(Point labeling examples)
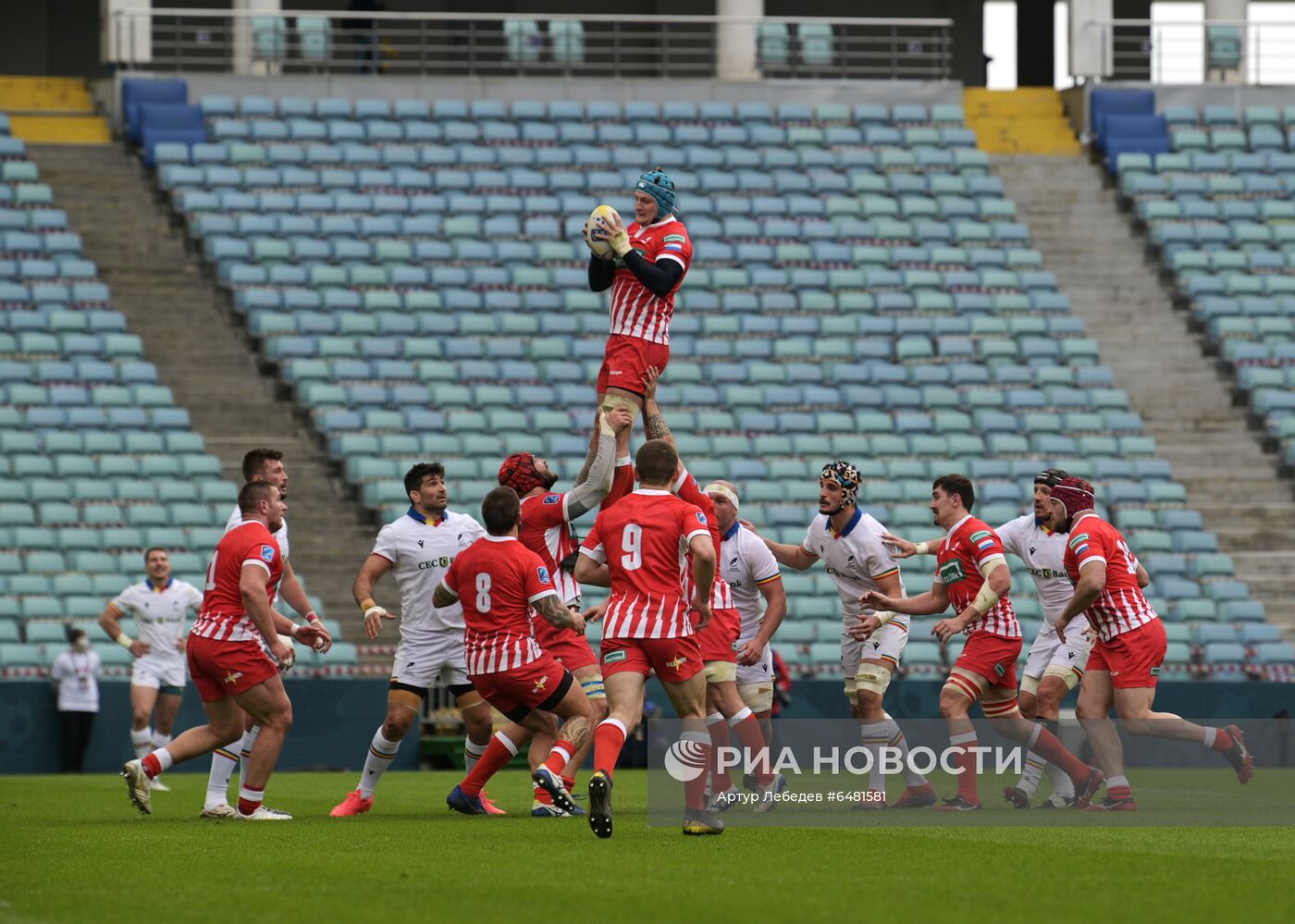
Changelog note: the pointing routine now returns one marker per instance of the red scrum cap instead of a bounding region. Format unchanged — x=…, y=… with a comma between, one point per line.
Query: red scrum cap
x=521, y=474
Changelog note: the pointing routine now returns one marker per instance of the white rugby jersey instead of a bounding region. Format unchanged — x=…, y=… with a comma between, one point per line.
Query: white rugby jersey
x=280, y=535
x=421, y=551
x=857, y=558
x=1044, y=554
x=745, y=564
x=159, y=615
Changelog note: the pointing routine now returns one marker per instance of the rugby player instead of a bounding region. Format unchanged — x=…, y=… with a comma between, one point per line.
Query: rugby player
x=645, y=268
x=498, y=581
x=259, y=464
x=1053, y=668
x=1130, y=645
x=751, y=573
x=718, y=641
x=973, y=576
x=546, y=529
x=848, y=542
x=159, y=607
x=636, y=548
x=232, y=671
x=417, y=548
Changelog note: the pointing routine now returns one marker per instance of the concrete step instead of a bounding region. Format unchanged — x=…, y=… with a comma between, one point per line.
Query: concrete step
x=203, y=352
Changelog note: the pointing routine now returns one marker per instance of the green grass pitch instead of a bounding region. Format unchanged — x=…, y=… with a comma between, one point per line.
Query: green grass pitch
x=75, y=850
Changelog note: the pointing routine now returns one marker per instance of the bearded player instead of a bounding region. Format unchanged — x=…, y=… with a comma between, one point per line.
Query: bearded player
x=644, y=269
x=973, y=576
x=233, y=674
x=1130, y=645
x=848, y=542
x=1053, y=668
x=417, y=548
x=546, y=531
x=637, y=548
x=498, y=581
x=718, y=642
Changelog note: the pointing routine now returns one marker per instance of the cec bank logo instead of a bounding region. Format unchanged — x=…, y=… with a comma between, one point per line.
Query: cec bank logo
x=685, y=761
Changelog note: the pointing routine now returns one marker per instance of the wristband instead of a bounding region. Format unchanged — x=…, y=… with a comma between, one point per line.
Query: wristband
x=984, y=599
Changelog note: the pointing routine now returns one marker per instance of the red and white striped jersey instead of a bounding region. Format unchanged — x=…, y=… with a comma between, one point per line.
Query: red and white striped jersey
x=722, y=596
x=547, y=532
x=968, y=547
x=1120, y=606
x=635, y=310
x=643, y=541
x=496, y=580
x=224, y=618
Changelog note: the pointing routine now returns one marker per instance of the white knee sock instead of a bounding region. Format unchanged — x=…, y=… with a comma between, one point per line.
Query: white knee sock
x=1032, y=772
x=142, y=741
x=876, y=736
x=897, y=742
x=381, y=754
x=472, y=754
x=1062, y=784
x=223, y=762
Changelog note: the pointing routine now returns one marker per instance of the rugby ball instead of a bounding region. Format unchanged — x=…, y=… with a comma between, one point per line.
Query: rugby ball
x=601, y=221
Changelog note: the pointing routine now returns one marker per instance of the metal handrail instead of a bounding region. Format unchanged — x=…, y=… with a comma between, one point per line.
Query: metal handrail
x=539, y=17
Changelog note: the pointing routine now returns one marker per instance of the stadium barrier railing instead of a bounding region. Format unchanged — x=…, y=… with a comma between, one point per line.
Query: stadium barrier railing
x=1236, y=52
x=502, y=44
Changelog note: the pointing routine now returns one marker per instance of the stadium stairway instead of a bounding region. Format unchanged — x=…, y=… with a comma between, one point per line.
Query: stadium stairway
x=188, y=331
x=1185, y=404
x=52, y=110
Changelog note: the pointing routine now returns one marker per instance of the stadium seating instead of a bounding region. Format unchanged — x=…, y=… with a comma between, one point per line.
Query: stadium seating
x=97, y=462
x=861, y=289
x=1220, y=214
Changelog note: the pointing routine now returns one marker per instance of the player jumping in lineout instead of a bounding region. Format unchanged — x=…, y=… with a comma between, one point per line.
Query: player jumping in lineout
x=546, y=529
x=649, y=262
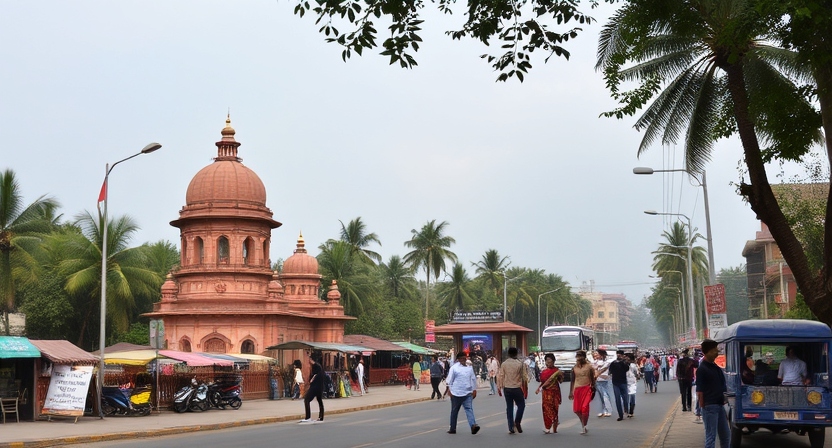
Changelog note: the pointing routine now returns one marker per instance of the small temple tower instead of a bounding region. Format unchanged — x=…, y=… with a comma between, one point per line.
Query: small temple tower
x=224, y=298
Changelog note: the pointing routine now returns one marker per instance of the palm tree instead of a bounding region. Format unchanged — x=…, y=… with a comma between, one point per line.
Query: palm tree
x=398, y=278
x=21, y=229
x=128, y=273
x=455, y=294
x=430, y=250
x=719, y=69
x=355, y=233
x=336, y=262
x=490, y=269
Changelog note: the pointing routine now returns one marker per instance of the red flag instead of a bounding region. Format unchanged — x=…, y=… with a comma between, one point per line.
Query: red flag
x=102, y=196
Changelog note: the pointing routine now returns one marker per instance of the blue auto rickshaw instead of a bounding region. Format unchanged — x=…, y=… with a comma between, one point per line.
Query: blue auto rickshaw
x=757, y=398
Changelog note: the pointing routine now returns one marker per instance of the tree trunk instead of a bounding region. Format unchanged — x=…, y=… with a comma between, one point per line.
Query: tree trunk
x=762, y=201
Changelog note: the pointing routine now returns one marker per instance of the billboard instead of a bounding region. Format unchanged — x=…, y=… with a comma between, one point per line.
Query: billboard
x=477, y=343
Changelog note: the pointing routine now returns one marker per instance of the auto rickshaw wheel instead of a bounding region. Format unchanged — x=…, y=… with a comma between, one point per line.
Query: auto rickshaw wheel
x=817, y=436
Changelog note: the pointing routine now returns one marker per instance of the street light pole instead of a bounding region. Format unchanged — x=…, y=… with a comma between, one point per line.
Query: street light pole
x=505, y=296
x=539, y=334
x=704, y=184
x=102, y=197
x=691, y=305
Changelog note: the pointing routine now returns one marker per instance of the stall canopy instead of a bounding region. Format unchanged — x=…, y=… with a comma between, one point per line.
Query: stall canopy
x=64, y=352
x=195, y=359
x=415, y=348
x=379, y=345
x=17, y=347
x=323, y=346
x=130, y=357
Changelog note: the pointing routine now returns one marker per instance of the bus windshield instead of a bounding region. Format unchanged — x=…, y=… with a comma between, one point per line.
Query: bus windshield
x=561, y=341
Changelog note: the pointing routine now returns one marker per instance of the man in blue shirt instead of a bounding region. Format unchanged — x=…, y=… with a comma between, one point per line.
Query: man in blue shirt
x=710, y=393
x=462, y=384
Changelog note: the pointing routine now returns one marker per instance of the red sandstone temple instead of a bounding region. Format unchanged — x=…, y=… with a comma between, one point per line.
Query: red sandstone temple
x=224, y=298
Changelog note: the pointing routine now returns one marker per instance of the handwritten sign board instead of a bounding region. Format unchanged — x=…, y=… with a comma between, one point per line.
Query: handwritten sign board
x=68, y=388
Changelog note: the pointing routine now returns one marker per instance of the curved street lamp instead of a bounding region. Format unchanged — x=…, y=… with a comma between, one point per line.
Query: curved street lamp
x=704, y=184
x=689, y=262
x=102, y=197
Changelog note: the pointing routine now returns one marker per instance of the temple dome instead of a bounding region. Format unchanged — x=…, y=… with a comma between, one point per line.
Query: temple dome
x=300, y=262
x=227, y=179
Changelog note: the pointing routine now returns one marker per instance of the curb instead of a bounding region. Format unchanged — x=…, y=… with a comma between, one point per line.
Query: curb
x=658, y=439
x=75, y=440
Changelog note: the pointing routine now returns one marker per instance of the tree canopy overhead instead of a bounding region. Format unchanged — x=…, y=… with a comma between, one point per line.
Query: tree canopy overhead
x=520, y=27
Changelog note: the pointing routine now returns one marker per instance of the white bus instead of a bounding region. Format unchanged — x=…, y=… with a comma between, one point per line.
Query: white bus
x=563, y=341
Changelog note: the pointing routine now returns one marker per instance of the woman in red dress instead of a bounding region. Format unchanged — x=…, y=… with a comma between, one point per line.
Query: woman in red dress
x=581, y=388
x=550, y=379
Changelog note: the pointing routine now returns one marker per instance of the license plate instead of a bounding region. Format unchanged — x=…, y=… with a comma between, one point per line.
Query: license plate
x=785, y=415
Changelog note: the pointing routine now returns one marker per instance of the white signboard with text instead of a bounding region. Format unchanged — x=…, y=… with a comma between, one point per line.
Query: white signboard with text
x=68, y=388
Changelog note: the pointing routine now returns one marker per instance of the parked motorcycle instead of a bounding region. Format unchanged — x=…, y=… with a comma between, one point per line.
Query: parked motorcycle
x=193, y=397
x=130, y=402
x=226, y=392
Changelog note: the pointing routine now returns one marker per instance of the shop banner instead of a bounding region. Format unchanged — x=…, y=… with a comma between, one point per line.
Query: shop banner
x=67, y=392
x=715, y=306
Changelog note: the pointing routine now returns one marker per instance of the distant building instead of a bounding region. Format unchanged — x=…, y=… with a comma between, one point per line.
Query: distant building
x=224, y=298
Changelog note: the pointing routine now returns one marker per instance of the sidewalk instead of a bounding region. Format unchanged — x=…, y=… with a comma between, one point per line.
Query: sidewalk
x=679, y=430
x=62, y=431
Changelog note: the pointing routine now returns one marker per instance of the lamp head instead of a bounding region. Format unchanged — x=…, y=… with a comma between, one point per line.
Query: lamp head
x=150, y=148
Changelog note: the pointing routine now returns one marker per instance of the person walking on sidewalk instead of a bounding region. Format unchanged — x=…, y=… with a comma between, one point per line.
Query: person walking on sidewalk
x=437, y=371
x=550, y=378
x=493, y=367
x=618, y=377
x=417, y=371
x=359, y=371
x=315, y=391
x=710, y=393
x=582, y=388
x=632, y=382
x=685, y=367
x=602, y=381
x=462, y=384
x=512, y=382
x=297, y=387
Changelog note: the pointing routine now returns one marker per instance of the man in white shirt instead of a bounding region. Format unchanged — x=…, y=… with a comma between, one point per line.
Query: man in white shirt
x=462, y=383
x=359, y=370
x=602, y=381
x=792, y=370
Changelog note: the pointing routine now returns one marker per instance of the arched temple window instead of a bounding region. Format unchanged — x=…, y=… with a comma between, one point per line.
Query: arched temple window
x=199, y=247
x=214, y=345
x=247, y=347
x=223, y=251
x=248, y=251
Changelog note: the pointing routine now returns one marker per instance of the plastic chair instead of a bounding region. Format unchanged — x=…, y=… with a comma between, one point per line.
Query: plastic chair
x=9, y=406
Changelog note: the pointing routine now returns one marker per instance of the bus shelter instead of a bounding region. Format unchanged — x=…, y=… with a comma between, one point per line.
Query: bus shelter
x=486, y=338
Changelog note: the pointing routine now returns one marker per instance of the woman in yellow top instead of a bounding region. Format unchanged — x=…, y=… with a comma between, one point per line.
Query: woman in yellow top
x=417, y=371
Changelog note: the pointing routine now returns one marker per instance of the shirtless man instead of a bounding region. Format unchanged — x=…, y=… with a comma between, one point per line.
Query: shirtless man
x=581, y=387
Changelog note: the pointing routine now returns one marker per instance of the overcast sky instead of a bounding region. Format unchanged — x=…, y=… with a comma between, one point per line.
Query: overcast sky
x=528, y=169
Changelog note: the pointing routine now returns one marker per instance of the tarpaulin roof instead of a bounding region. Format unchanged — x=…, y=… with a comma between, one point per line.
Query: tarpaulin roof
x=195, y=359
x=371, y=342
x=17, y=347
x=64, y=352
x=251, y=357
x=130, y=358
x=415, y=348
x=323, y=346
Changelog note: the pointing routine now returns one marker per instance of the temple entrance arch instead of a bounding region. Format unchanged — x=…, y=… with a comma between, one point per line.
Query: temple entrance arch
x=215, y=343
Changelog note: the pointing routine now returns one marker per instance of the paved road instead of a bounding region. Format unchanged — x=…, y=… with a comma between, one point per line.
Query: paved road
x=424, y=424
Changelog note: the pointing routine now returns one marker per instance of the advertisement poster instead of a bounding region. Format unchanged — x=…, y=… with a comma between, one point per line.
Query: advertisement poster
x=477, y=343
x=715, y=306
x=68, y=388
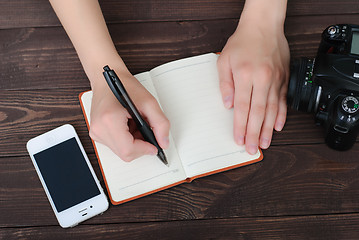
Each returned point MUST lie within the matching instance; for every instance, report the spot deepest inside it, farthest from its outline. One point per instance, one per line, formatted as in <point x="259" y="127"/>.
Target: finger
<point x="242" y="101"/>
<point x="257" y="113"/>
<point x="128" y="148"/>
<point x="158" y="122"/>
<point x="225" y="82"/>
<point x="282" y="110"/>
<point x="269" y="119"/>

PROBLEM REQUIREMENTS: Repeat word for word each line from the one with "Each returned point" to the end of the records above, inclusive.

TASK OUTPUT:
Each returned point MUST lie within the matching instance; for every instance, report the spot deepest inside it, farthest from its outline. One point per instance, one per line, formatted as in <point x="259" y="127"/>.
Target: finger
<point x="242" y="101"/>
<point x="257" y="113"/>
<point x="128" y="148"/>
<point x="158" y="122"/>
<point x="225" y="82"/>
<point x="282" y="110"/>
<point x="269" y="119"/>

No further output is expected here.